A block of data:
○ ○ ○ ○ ○ ○ ○

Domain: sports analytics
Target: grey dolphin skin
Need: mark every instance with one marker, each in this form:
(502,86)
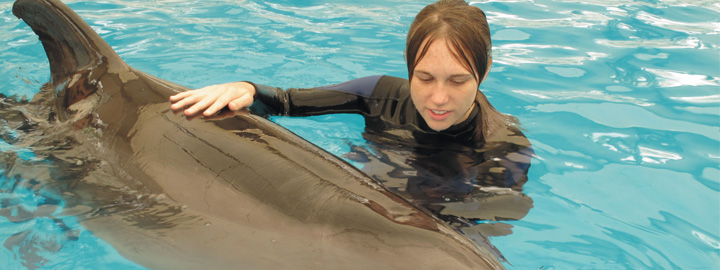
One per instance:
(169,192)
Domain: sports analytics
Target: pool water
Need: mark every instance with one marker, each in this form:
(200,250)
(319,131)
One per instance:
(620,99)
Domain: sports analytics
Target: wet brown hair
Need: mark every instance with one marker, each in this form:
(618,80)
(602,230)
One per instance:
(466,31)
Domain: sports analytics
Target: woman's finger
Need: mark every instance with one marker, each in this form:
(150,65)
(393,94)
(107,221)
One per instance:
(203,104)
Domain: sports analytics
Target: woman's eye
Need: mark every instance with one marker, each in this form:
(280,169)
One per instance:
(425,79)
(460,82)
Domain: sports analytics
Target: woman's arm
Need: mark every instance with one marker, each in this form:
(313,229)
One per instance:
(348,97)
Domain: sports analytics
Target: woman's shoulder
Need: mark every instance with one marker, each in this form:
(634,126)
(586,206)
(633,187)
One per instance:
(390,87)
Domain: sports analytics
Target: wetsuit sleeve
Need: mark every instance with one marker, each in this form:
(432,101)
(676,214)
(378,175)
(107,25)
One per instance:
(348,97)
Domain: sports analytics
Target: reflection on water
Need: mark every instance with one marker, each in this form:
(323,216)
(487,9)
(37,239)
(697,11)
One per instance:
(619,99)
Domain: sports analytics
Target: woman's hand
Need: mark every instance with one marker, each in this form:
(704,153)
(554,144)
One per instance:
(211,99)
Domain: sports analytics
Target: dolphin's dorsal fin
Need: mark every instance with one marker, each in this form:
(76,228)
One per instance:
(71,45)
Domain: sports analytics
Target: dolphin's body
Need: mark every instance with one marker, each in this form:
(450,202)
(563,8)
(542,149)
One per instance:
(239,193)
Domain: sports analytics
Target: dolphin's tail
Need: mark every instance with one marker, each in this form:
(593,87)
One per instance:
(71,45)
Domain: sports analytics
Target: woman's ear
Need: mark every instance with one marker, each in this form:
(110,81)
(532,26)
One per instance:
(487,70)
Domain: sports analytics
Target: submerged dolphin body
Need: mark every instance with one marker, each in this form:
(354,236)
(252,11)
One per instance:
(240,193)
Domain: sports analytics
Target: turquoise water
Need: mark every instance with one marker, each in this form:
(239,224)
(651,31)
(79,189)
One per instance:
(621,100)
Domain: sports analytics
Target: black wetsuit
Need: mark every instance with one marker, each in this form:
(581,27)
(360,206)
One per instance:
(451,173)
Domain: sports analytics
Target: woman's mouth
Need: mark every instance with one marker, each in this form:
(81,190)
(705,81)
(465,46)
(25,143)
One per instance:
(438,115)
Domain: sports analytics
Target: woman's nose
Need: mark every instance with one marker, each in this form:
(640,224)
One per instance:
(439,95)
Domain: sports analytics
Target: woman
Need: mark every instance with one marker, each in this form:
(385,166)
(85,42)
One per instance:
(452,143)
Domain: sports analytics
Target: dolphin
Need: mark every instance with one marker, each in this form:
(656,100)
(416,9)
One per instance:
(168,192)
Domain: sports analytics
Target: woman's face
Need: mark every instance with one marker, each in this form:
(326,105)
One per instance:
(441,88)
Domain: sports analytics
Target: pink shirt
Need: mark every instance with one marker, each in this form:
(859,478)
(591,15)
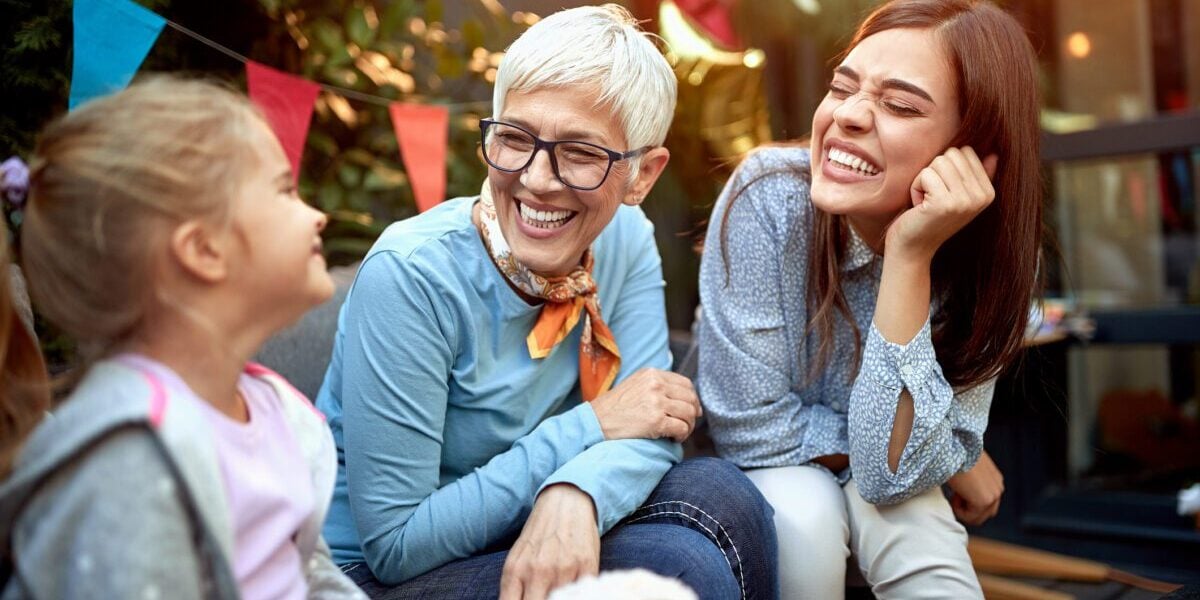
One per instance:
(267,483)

○ ○ ○ ○ ○ ○ ○

#### Set exercise
Collect every line of the records above that contains the string "woman", matching case exactly, and copy each one out.

#### Full answer
Target: woman's finger
Target: woman's eye
Target: woman's arm
Target: woman's shoulder
Target: woman's hand
Target: woman's ear
Target: woman's mouth
Target: woman's nose
Target: woman
Target: woman's face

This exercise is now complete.